Items from a data source:
******
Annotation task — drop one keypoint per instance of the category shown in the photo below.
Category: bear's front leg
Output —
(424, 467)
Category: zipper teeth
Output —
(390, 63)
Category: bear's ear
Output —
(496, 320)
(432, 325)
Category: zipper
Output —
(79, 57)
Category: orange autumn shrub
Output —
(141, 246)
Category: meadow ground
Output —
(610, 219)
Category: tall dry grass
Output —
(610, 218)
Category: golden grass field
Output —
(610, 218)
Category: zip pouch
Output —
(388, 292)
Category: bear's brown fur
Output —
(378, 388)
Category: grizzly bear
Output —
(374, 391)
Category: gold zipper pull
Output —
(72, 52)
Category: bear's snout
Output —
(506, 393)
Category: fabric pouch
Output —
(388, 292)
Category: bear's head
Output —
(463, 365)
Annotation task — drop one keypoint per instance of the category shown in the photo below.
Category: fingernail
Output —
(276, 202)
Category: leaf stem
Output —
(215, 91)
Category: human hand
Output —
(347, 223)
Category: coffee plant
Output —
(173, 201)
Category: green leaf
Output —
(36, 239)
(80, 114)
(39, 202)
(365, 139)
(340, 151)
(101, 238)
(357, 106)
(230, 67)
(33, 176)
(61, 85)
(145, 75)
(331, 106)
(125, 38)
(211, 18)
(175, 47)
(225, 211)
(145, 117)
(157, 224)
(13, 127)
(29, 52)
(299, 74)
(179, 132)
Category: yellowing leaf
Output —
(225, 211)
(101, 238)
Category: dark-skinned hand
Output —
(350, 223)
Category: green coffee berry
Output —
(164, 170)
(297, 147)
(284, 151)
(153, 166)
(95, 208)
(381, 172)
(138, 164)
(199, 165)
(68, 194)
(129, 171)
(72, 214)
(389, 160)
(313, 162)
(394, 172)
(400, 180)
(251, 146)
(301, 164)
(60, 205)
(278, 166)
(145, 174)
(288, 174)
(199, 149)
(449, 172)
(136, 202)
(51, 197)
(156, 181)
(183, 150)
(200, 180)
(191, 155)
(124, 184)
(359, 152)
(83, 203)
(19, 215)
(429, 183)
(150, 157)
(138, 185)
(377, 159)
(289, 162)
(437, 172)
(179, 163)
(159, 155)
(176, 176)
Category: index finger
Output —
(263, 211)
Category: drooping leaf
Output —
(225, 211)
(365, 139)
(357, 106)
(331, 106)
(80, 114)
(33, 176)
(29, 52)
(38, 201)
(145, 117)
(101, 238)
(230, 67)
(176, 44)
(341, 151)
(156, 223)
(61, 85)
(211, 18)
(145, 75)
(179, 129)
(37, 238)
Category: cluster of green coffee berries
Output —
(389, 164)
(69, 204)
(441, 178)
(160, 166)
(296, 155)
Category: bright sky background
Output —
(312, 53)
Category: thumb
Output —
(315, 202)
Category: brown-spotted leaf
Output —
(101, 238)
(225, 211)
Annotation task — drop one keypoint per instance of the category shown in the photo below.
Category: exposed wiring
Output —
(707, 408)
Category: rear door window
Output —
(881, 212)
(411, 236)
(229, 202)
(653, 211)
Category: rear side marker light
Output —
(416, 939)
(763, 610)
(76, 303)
******
What to work on
Spot the lines above that mention "zipper" and copy them.

Exercise response
Category: zipper teeth
Category: zipper
Category: gold zipper pull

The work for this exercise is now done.